> [Directions]: Retype the material, please. Every line must match.

....

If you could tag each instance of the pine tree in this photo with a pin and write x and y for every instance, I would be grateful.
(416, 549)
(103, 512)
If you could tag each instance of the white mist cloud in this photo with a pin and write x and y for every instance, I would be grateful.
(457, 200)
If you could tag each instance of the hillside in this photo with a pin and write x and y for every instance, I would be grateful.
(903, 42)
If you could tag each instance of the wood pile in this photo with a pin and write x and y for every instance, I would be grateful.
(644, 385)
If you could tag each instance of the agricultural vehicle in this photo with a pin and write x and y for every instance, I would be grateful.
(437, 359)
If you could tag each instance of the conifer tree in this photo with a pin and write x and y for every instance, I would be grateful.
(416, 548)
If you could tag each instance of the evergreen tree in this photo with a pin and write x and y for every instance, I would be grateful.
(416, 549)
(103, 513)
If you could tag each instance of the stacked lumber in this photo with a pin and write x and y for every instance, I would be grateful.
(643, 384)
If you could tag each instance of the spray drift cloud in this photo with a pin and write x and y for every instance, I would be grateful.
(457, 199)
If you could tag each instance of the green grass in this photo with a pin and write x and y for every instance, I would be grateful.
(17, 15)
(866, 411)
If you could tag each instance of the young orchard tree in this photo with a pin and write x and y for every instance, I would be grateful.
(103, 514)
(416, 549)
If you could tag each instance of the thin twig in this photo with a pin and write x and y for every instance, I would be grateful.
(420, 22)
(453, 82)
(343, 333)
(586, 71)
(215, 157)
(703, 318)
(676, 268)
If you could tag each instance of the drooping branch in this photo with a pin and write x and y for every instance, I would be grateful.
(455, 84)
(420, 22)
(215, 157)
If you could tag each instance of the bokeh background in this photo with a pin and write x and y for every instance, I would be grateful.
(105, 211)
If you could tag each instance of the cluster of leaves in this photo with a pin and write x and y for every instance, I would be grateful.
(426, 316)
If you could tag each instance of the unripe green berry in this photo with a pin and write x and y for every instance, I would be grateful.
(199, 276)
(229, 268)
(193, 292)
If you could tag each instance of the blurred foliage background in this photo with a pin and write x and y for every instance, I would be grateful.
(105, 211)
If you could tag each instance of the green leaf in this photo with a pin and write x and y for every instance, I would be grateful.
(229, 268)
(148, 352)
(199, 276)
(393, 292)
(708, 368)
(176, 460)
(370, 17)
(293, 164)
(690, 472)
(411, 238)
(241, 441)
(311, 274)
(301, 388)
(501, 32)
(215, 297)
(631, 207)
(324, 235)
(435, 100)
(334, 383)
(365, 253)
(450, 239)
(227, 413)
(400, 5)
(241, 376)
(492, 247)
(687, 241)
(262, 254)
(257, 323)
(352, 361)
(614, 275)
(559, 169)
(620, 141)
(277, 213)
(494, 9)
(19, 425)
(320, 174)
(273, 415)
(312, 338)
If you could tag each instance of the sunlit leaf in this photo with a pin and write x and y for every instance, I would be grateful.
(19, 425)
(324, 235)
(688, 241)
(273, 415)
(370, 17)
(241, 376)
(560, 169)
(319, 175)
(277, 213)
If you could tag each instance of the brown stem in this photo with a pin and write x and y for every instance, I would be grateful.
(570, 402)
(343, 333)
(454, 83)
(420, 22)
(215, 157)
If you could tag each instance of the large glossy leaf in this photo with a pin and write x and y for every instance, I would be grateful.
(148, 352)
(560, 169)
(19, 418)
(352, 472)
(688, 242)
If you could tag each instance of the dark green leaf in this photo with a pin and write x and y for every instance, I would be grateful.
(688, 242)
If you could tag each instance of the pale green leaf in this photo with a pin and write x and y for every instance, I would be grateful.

....

> [Exercise result]:
If you could tag each instance of the pine tree in this photo with a pin and write x and y for every instance, I would be grateful.
(416, 549)
(103, 512)
If you could tag each instance of the white mist cloud in this photo with a pin and write x and y for every instance, I would be grateful.
(457, 200)
If you could tag each instance of the hillside in this photo with a pin and write x and y for every instance, I would be grateful.
(903, 42)
If you could tag each instance of the wood pile in this photo with a pin and write x and y for every instance, I would be grateful.
(644, 385)
If you could tag each instance of the agricultural vehicle in this photo with a pin and write x and y for every instance, I would be grateful.
(437, 359)
If you could tag each instance of the conifer tree in this photo with a pin and write x and y for every instance, I would be grateful.
(416, 548)
If you could tag each instance of the evergreen tree in this photo with a pin and write x and y for every instance, I would be grateful.
(416, 549)
(103, 513)
If you could tag each instance of the stacked lumber in this photo with a pin and write x and y for every instance, I would be grateful.
(643, 384)
If you could tag each instance of the spray drift cloud in this photo with a pin and write x and y for every instance, I would be grateful.
(457, 199)
If you could tag each instance of the green grass in this photo with a pin and write x and y for every instance, I would be grateful.
(17, 15)
(866, 411)
If you could tag each instance of the young orchard tree in this photo with a pin and write x and y for every instance, I would be grateful.
(103, 514)
(416, 549)
If you could tag each instance of the thin twig in this photo with a pin and write x and y for every instance, I would be grateful.
(420, 22)
(453, 82)
(343, 333)
(586, 71)
(215, 157)
(703, 318)
(676, 268)
If you could tag each instance of the drooping branch in this photo with a pin and write x and y for every instance, I would be grateful.
(455, 84)
(420, 22)
(215, 157)
If you could tag each instance of the bokeh background in this photo with a pin and write x and y for every instance, I would be grateful.
(105, 211)
If you could tag each instance of the cluster of leaves in this photo with a pin and write x and y for every instance, I would be grateful.
(426, 316)
If you could tag each instance of the unripe green berry in this photo with a pin and write x and y for every instance, I would be grateful.
(199, 276)
(229, 268)
(193, 292)
If you could tag each instance of the blurred foliage background in this photo with a pin and write x and y for every instance, I would be grateful.
(105, 211)
If you could tag each instance of the green leaf in this photo with a pin and write x and y for every instance, I would be grateful.
(229, 268)
(148, 352)
(199, 276)
(393, 292)
(708, 368)
(176, 460)
(370, 17)
(293, 164)
(690, 472)
(411, 238)
(241, 441)
(311, 274)
(301, 388)
(501, 32)
(215, 297)
(631, 207)
(324, 235)
(435, 100)
(334, 383)
(365, 253)
(450, 239)
(227, 413)
(400, 5)
(241, 376)
(492, 247)
(687, 241)
(262, 254)
(257, 323)
(352, 361)
(614, 275)
(559, 169)
(620, 141)
(277, 213)
(494, 9)
(19, 425)
(320, 174)
(273, 415)
(312, 338)
If you could tag each instance of the sunlit leaf in this photo with a pin and write x and y for every instance, I would be grateful.
(19, 425)
(324, 235)
(688, 241)
(273, 415)
(370, 17)
(241, 376)
(560, 169)
(319, 175)
(277, 213)
If you could tag each instance of the brown stem in this photo with a pin and write x and y for every instance, I would be grateful.
(570, 402)
(343, 333)
(454, 83)
(420, 22)
(215, 157)
If you could tag each instance of the large glossy leaf in this photo with a pin and write x and y for every instance, I would be grateful.
(148, 352)
(560, 169)
(19, 418)
(352, 472)
(688, 242)
If you could tag each instance of the dark green leaf in this photo with a pin and write x and y for every instance, I would be grateful.
(688, 242)
If you could tag each instance of the pale green leaf in this photo with a pin and write x and y for every instance, I would be grateful.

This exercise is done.